→ **Excerpt**:
····················
He states, “Celibacy is not chastity. Celibacy is merely the permanent state of being unmarried; Chastity, for an unmarried person, means abstaining from genital sexual activity. And the tragedy begins when a priest is celibate but not chaste… Of great concern is what has happened to women, as this is so obviously chastity’s shadow side---the hidden cost of imposing it indiscriminately on every priest. It is the price… exacted, by some priests who choose not to leave, yet do not… observe celibacy’s demands. Some priests? How many?” (Pg. 116)

He explains, “In talking with active serving priests … I have found there are five levels of relationships priests have with women. First, there are priests who have a deep and lasting friendship with women, but without genital sex… such friendships can bring immense consolation and maturing to the individual priest, and benefit to the Church. The second level is like the previous one, but with occasional physical sex… Third, there are priests who have a permanent sexual relationship with one woman---a lover, a mistress, a common-law wife. Sometimes it’s hidden for years. Sometimes the whole world, even the bishop, knows but chooses not to notice. Fourth, there are priests who from time to time have sexual friendships with different women… Lastly, there are priests who use their Roman collars… to charm all the women they can and lure them to bed---and use their collars a second time around, to break the relationship or evade their responsibilities… (…‘I’m a priest, so you’ll have to look after that child on your own’).” (Pg. 123-124)
····················
Saved data entries:
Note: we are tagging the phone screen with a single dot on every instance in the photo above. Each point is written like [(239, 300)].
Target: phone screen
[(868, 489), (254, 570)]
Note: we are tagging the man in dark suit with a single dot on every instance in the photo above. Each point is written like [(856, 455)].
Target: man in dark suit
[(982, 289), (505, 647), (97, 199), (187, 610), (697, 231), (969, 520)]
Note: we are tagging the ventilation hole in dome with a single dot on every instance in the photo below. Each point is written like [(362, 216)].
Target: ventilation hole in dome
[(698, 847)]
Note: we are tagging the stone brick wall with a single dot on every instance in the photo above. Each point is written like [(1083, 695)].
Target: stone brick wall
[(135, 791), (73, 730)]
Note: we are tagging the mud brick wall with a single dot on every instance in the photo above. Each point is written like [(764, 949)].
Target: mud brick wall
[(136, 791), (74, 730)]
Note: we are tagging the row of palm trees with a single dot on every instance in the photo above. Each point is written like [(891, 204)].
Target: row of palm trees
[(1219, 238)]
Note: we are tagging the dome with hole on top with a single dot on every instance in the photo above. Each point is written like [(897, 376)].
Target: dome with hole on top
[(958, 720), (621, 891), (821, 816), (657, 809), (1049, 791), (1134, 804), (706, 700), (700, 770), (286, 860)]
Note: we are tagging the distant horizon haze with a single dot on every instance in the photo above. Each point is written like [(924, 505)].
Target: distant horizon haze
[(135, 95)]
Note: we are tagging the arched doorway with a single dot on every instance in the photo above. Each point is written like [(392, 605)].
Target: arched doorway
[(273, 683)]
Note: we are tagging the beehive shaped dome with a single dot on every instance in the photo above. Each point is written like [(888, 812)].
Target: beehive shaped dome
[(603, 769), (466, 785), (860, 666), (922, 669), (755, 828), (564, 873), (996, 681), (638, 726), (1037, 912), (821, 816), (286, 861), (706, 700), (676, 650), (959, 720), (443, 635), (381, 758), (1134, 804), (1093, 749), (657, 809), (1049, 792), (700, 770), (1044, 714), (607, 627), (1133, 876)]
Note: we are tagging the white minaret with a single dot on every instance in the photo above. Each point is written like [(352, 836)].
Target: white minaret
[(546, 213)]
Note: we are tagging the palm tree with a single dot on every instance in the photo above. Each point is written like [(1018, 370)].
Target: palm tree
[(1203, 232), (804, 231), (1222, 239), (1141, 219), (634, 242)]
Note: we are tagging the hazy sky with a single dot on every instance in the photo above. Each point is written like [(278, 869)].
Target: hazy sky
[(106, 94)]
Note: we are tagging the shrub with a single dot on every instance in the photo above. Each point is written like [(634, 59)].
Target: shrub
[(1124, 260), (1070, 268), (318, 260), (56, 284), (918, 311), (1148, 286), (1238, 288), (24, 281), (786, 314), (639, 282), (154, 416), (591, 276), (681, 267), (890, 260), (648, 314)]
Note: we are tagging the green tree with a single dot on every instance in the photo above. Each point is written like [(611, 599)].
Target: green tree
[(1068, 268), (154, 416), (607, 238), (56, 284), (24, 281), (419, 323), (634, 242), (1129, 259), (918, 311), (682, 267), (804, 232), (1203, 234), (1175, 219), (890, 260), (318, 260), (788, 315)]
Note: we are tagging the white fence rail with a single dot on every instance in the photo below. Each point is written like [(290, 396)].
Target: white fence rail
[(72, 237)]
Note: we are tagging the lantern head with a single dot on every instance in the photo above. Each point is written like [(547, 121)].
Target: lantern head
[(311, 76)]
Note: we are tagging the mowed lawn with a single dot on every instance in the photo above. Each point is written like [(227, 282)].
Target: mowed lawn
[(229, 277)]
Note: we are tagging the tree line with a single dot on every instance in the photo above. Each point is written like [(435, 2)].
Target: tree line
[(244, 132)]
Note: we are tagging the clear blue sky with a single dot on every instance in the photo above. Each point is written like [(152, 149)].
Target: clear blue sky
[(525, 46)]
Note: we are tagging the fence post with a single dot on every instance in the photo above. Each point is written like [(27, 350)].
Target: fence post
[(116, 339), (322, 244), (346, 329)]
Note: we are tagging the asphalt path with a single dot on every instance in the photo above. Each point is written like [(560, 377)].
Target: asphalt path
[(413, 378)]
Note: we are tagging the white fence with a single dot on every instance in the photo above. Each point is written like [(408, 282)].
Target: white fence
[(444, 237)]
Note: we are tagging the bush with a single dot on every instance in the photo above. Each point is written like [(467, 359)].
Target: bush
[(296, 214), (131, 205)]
····················
→ **Goal of the exercise**: Continue the passage on priestly celibacy and chastity from the end of its final quotation. These items have nothing to do with the passage on priestly celibacy.

→ **Response below**:
He observes, “Only a few decades ago the priests who left were the … ‘Disappeared ones’ of the Roman Catholic Church. Their role was of solitary, shuffling pariahs, of whom Christian society asked only that they disappear off the face of the earth. And disappear they did… into an aloneness that engulfed even the women courageous enough to share their lives.” (Pg. 146)

He continues, “A striking example… is the ‘Corpus’ organization in the United States. Corpus explicitly promotes the aim of optional celibacy and a married priesthood in the Catholic Church, including the return to full ministry of those who had to resign to marry. Corpus began back in 1974… two married priests, Frank Bonnike and Frank McGrath, [declared] that a great many such men would dearly love to serve the Church again, even in an active role as priests… Bonnike, McGrath, and two other Chicago married priests founded Corpus---Corps of Reserve Priests United for Service… The organization has grown to be a powerful voice in the U.S. Catholic Church.” (Pg. 147)

He suggests, “True celibacy, freely chosen (or freely accepted) for the Kingdom of God, is a many-splendored thing in man or woman. And it is one of the easiest things to discern: You know it by the love it generates. One would surely see it in Mother Teresa… in Pope John XXIII… Such free celibacy serves a very special purpose in a priest who is so endowed.” (Pg. 158-159)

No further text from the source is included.